*EXERCISE AIM:* Only the records, exactly as written, belong in the answer; pictures do not.
RECORDS PROVIDED below:
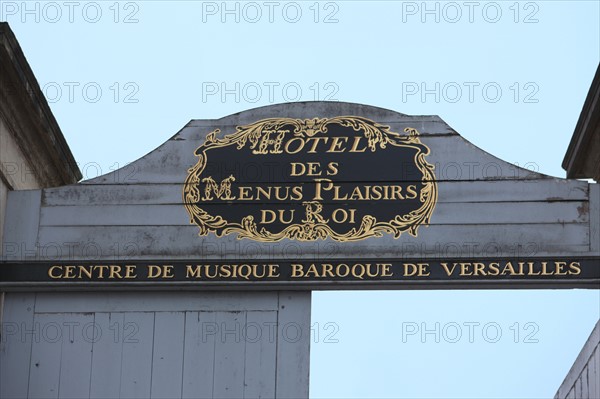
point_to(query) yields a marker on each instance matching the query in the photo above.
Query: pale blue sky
(163, 65)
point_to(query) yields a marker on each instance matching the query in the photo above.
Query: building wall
(583, 380)
(156, 345)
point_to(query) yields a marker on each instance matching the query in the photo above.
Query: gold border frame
(379, 137)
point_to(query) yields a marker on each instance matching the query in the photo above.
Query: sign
(346, 178)
(311, 274)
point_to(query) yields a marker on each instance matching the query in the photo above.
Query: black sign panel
(347, 178)
(306, 274)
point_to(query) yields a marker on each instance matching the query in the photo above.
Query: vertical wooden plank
(136, 364)
(293, 346)
(15, 345)
(594, 217)
(76, 356)
(585, 391)
(106, 357)
(595, 364)
(229, 356)
(201, 331)
(46, 356)
(168, 355)
(260, 334)
(571, 394)
(22, 221)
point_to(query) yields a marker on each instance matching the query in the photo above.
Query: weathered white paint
(583, 380)
(164, 345)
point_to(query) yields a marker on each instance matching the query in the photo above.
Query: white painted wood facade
End of RECORDS PROVIDED.
*ANSWER SECTION:*
point_to(query) yields a marker on each instance matching the query in the photo above.
Query: pale blue sky
(163, 65)
point_to(query) yields a marker on each instance matching the query in the photo above.
Query: building wall
(583, 380)
(156, 345)
point_to(query) yields a marker on each instance matching the query in the photo above.
Query: gold border frame
(379, 137)
point_to(query) yields a marker on each instance matching the query in the photo above.
Query: sign
(346, 178)
(311, 274)
point_to(query) yields a marker on each instance matching the query in the photo above.
Query: black sign panel
(347, 178)
(306, 274)
point_to(query) yields a marker on each instance matching the query in the photo above.
Query: vertical wooden plank
(136, 364)
(293, 346)
(15, 345)
(594, 217)
(76, 356)
(585, 391)
(106, 357)
(595, 364)
(229, 356)
(201, 331)
(46, 356)
(168, 355)
(260, 334)
(571, 394)
(22, 221)
point_to(query) yields a marker on each instance matching the query in the photo above.
Query: weathered white paint
(583, 380)
(164, 345)
point_to(query) yields a marker on each instance matching the query in the photo above.
Query: white painted wood facade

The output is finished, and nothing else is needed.